WRITTEN REQUEST 1: Gather every line of the listing below that contains the string "quarter".

SSRF in HTML-to-PDF renderers — two layers, not one

21pdf Engineering · 2026-04-24 · 10 min read · Production concerns

If your HTML-to-PDF service accepts URL inputs — and most do — it’s effectively a server-side HTTP client you’ve handed to untrusted users. That’s the textbook definition of an SSRF vector.

This post walks through the specific SSRF risks for PDF renderers, the two defence layers every implementation needs, and the attack classes that get past single-layer mitigations. It’s the post I’d wanted when we hardened 21pdf’s SSRF layer.

TL;DR

HTML-to-PDF services are SSRF-prone by design — fetching URLs is a core feature.
Two layers are needed: (1) HTTP-boundary private-IP block before the fetch, (2) Chromium request interceptor inside the browser, re-checking every sub-request.

DATA PROVIDED:
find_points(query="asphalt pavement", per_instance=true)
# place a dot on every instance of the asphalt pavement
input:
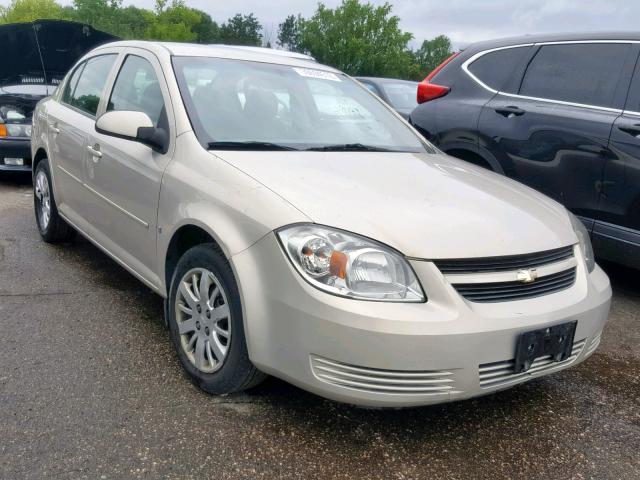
(90, 388)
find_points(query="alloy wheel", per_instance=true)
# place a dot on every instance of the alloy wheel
(203, 319)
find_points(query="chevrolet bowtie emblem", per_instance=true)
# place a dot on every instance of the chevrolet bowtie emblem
(527, 276)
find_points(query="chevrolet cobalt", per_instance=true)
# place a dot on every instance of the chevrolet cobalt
(298, 227)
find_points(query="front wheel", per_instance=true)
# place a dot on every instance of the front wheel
(206, 325)
(51, 226)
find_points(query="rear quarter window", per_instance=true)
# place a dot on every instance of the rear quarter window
(577, 73)
(496, 69)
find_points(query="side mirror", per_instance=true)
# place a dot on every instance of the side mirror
(135, 126)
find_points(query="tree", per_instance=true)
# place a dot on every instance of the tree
(207, 31)
(289, 33)
(176, 23)
(241, 30)
(432, 53)
(358, 38)
(29, 10)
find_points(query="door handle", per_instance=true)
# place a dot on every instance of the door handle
(95, 152)
(631, 129)
(510, 111)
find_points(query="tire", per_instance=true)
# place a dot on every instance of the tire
(52, 228)
(199, 321)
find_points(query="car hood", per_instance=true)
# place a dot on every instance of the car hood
(42, 52)
(424, 205)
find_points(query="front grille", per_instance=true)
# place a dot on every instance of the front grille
(505, 263)
(511, 291)
(427, 382)
(499, 374)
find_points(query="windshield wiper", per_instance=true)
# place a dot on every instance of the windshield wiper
(349, 147)
(247, 146)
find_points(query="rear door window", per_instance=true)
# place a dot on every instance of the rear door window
(578, 73)
(496, 69)
(84, 93)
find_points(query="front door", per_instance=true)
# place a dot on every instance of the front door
(126, 175)
(616, 235)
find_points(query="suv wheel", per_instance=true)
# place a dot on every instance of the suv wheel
(206, 324)
(52, 227)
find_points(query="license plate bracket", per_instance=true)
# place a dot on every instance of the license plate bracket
(556, 341)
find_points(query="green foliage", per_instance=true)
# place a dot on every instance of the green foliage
(357, 37)
(29, 10)
(431, 54)
(176, 23)
(241, 30)
(289, 33)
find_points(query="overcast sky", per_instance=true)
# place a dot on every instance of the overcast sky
(464, 21)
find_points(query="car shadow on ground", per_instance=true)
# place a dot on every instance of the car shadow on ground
(15, 178)
(300, 410)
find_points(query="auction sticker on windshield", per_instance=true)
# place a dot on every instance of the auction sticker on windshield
(311, 73)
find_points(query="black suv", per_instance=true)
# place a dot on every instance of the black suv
(36, 56)
(558, 113)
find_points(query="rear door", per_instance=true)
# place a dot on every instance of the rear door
(70, 120)
(124, 175)
(617, 232)
(552, 132)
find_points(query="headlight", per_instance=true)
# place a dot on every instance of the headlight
(15, 130)
(349, 265)
(585, 241)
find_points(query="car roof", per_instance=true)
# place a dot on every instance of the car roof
(553, 37)
(236, 52)
(385, 80)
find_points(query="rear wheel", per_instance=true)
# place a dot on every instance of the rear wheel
(206, 325)
(52, 227)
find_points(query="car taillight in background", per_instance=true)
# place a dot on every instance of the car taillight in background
(430, 91)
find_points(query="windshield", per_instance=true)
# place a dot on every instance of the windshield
(254, 105)
(402, 95)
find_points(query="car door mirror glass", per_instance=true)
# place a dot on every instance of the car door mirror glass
(136, 126)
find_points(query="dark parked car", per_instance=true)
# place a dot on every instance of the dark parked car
(558, 113)
(35, 58)
(400, 94)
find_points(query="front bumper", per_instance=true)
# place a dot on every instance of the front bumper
(15, 148)
(395, 354)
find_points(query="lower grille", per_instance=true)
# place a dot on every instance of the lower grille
(499, 374)
(428, 382)
(510, 291)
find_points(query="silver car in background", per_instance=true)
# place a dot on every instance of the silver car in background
(297, 227)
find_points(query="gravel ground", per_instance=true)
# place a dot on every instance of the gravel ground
(90, 388)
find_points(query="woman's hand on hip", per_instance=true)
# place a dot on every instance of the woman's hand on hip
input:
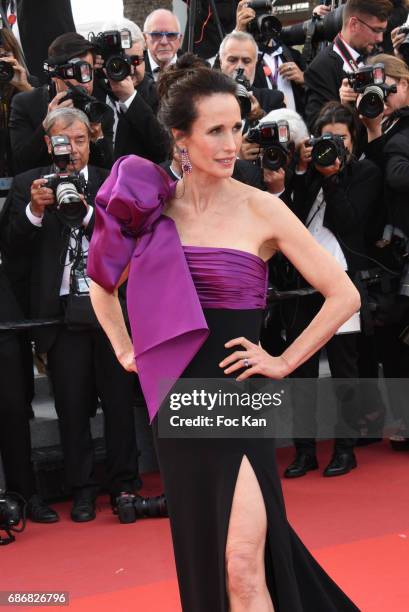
(254, 359)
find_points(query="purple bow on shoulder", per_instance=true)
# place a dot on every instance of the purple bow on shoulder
(167, 322)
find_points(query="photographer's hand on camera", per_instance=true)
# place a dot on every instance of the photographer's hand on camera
(346, 93)
(274, 180)
(124, 89)
(304, 157)
(292, 72)
(249, 151)
(397, 38)
(19, 80)
(321, 10)
(244, 15)
(41, 197)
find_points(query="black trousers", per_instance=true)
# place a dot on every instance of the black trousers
(83, 364)
(15, 442)
(342, 356)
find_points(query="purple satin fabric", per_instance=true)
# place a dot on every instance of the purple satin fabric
(227, 278)
(167, 322)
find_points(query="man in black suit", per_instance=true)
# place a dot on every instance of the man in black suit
(278, 67)
(134, 101)
(29, 110)
(239, 50)
(364, 24)
(15, 442)
(163, 39)
(81, 361)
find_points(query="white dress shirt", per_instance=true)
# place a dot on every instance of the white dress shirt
(274, 61)
(327, 240)
(38, 222)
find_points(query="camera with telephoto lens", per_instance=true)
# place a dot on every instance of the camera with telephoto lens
(67, 186)
(243, 92)
(274, 140)
(75, 69)
(265, 25)
(131, 507)
(370, 82)
(11, 515)
(111, 46)
(326, 149)
(93, 108)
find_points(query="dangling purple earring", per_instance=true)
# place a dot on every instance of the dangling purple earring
(186, 163)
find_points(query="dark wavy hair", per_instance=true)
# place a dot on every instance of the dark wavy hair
(335, 112)
(181, 86)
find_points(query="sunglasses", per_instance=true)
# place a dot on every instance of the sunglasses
(172, 36)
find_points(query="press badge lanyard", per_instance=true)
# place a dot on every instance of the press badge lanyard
(345, 54)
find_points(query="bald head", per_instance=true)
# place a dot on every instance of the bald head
(163, 36)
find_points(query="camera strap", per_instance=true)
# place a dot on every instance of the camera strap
(345, 54)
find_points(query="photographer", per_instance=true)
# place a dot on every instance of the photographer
(364, 25)
(14, 78)
(333, 194)
(388, 136)
(132, 96)
(48, 223)
(278, 66)
(29, 110)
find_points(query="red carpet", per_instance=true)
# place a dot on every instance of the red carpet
(356, 525)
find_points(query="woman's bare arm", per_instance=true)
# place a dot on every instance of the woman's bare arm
(109, 313)
(320, 269)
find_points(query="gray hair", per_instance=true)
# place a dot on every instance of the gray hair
(298, 129)
(126, 24)
(241, 37)
(67, 116)
(154, 13)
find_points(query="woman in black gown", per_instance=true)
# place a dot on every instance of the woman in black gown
(234, 549)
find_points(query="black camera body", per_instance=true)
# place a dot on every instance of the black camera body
(74, 69)
(131, 507)
(265, 25)
(326, 149)
(274, 140)
(111, 46)
(370, 82)
(67, 186)
(243, 92)
(93, 108)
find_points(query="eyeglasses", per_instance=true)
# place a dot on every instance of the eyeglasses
(137, 60)
(171, 36)
(374, 30)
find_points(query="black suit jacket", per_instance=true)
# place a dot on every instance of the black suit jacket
(28, 110)
(323, 78)
(351, 198)
(34, 257)
(140, 133)
(298, 90)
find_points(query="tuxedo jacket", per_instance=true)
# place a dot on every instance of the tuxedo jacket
(34, 257)
(28, 110)
(140, 133)
(298, 90)
(351, 198)
(323, 78)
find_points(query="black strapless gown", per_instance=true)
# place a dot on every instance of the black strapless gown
(199, 478)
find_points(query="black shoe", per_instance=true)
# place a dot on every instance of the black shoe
(303, 463)
(341, 463)
(38, 511)
(83, 508)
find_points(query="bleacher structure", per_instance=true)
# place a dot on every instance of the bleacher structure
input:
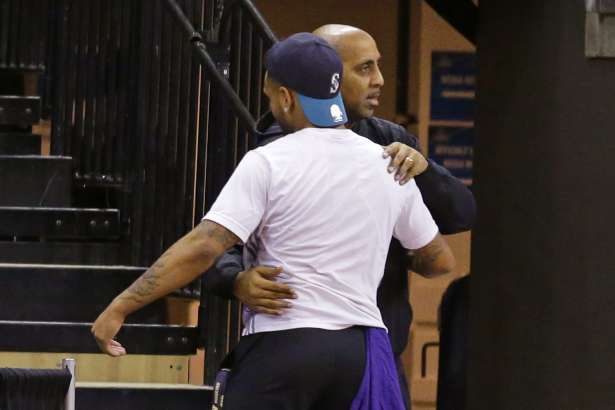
(151, 103)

WRITTEN REQUEST 2: Above the listing, the post on SSRF in HTML-to-PDF renderers names the topics it walks through. List them.

SOLUTION 1:
find_points(query="rear quarter window", per_instance=true)
# place a dot on every instance of the rear quarter window

SOLUTION 2:
- The specific SSRF risks for PDF renderers
- The two defence layers every implementation needs
- The attack classes that get past single-layer mitigations